Written instruction: Convert the rows into a JSON list of strings with one string per line, leaving out any blank lines.
═══ Information shown
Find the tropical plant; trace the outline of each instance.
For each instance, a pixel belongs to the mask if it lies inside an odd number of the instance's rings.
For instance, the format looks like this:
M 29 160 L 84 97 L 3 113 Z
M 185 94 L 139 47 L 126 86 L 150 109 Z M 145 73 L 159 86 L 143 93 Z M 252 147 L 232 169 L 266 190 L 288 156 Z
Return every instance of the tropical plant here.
══════
In response:
[
  "Find the tropical plant; trace the outline of each instance.",
  "For each instance, a pixel belongs to the mask if it lies inside an odd number of the instance's rings.",
  "For instance, the format looks like this:",
  "M 29 160 L 84 97 L 3 113 Z",
  "M 185 94 L 139 47 L 126 86 L 150 109 Z M 145 73 L 159 86 L 143 93 Z M 252 147 L 232 169 L 266 190 L 288 156 Z",
  "Return every instance of the tropical plant here."
]